• **Work to be completed**
Please pull out the entries below, starting with their first line and stopping after the line that contains "(823, 374), (872, 411)", and reproduce those lines without any change.

-- begin Provided data --

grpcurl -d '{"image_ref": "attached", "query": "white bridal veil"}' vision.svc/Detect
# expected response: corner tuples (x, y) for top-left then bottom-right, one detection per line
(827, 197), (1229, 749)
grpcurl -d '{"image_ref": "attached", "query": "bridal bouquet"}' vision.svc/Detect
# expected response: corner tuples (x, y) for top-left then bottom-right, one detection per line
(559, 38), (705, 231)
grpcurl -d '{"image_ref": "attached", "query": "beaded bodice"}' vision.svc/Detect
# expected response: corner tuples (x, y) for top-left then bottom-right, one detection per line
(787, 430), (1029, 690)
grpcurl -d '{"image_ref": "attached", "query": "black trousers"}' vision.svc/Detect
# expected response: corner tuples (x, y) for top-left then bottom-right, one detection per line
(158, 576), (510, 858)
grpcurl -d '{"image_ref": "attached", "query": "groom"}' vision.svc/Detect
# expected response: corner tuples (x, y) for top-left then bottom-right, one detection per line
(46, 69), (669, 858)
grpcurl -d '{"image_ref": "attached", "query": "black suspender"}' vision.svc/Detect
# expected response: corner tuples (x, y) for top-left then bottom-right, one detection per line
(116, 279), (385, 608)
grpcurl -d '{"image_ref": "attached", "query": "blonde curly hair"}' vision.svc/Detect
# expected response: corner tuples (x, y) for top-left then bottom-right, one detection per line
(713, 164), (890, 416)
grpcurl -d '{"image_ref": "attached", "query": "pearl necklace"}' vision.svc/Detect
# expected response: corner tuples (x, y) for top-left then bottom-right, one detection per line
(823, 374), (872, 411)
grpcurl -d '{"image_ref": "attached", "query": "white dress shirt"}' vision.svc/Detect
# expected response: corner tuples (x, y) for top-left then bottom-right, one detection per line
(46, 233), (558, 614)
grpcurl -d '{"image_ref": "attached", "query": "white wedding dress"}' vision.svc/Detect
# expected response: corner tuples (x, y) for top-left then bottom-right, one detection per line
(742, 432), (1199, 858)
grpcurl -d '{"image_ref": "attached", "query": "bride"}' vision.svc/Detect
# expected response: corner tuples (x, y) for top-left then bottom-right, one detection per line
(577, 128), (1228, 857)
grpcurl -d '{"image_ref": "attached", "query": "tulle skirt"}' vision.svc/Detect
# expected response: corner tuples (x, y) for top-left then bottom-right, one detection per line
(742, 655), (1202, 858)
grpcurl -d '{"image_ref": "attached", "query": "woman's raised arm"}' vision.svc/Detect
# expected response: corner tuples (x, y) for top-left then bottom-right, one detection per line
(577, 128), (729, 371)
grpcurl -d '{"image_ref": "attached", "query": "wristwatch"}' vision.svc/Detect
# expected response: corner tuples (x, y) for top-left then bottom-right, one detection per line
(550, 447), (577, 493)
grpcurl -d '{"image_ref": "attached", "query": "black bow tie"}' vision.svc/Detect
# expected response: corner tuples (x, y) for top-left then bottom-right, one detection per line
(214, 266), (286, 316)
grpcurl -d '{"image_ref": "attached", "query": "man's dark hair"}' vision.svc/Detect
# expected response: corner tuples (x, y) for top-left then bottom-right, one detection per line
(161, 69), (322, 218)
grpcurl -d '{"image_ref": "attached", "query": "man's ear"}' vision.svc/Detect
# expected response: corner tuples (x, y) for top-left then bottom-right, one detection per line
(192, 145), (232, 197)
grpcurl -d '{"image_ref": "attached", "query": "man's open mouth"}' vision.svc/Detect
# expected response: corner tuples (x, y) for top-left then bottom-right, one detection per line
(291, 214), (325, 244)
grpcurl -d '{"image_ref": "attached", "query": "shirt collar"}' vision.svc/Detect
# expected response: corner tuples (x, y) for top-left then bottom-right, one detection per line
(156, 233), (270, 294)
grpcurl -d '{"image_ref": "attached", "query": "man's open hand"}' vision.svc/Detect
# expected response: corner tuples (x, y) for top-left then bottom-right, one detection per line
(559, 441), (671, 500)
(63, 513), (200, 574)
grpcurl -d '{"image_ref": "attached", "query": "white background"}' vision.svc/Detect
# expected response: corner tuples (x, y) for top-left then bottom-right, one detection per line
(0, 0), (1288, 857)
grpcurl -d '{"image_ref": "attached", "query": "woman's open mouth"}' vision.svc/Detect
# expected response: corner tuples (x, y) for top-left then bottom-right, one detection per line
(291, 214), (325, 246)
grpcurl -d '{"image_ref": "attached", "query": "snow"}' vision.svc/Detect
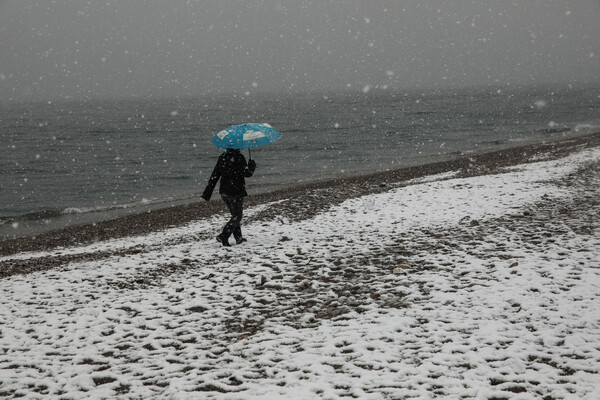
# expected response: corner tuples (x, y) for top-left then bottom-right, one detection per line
(0, 149), (600, 399)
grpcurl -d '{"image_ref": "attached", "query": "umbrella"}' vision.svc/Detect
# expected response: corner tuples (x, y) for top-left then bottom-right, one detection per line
(212, 123), (283, 149)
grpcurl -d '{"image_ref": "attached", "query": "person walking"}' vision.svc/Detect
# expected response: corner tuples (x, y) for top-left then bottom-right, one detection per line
(202, 149), (256, 246)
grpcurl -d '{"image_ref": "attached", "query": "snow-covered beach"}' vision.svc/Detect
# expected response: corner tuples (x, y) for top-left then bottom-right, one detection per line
(0, 134), (600, 399)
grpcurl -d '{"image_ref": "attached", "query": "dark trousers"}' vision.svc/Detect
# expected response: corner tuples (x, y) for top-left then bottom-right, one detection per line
(221, 194), (244, 241)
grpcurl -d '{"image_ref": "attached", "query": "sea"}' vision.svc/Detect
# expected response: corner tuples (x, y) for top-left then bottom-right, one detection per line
(0, 86), (600, 240)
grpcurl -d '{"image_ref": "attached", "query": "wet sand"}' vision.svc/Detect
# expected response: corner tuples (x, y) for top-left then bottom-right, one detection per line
(0, 132), (600, 256)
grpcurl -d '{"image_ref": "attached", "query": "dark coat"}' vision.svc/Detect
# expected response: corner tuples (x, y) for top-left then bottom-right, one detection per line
(202, 149), (256, 201)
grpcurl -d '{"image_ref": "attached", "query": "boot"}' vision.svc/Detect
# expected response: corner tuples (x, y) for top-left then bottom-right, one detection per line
(217, 233), (231, 247)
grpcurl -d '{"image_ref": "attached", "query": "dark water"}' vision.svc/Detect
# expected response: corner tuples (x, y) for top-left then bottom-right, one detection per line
(0, 88), (600, 237)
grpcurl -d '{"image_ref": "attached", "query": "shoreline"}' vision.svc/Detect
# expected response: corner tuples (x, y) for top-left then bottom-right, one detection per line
(0, 132), (600, 256)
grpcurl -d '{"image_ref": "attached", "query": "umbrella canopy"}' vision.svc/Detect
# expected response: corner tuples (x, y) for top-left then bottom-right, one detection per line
(212, 123), (283, 149)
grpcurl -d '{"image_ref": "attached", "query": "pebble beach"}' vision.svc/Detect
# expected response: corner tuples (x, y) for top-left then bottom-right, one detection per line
(0, 133), (600, 399)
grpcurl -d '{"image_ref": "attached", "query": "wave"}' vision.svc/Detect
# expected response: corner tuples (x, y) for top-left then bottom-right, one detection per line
(0, 193), (205, 226)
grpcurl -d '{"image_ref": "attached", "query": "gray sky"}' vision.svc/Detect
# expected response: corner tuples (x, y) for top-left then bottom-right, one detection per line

-- end Provided data --

• **Exercise output**
grpcurl -d '{"image_ref": "attached", "query": "white bridal veil"}' vision.svc/Detect
# expected response: corner tuples (x, y) for top-left then bottom-right, one detection per line
(827, 197), (1229, 749)
grpcurl -d '{"image_ref": "attached", "query": "bridal bouquet"}' vision.svc/Detect
# expected response: corner tuples (x, y) for top-left then bottom-right, one detection per line
(559, 38), (705, 231)
grpcurl -d '{"image_ref": "attached", "query": "beaded bodice"}' vision.svc/Detect
# expected response: corner tuples (x, y) for top-left then bottom-right, one detection per line
(787, 430), (1029, 690)
grpcurl -d '{"image_ref": "attached", "query": "black trousers"}' vision.svc/Detect
# expected response: corner tuples (x, y) for top-left then bottom-right, one detection per line
(158, 576), (510, 858)
grpcurl -d '{"image_ref": "attached", "query": "groom"}' vision.svc/Detect
# expected response: corner tuples (x, y) for top-left then bottom-right, one detection per line
(46, 69), (669, 858)
grpcurl -d '{"image_ref": "attached", "query": "black suspender"}' vision.svc/Detect
# expected response: corner tuples (x, y) for top-left then bottom-right, one detection per line
(116, 279), (385, 608)
grpcurl -d '{"image_ref": "attached", "query": "blonde curly hair"}' vision.svc/Detect
# expected response: corner tuples (x, y) for top-left then bottom-right, one detection per line
(713, 164), (890, 416)
grpcurl -d '{"image_ref": "attached", "query": "pearl necklace"}' vision.svc/Detect
# expected response: corner tuples (x, y) for top-left then bottom-right, one detection per line
(823, 374), (872, 411)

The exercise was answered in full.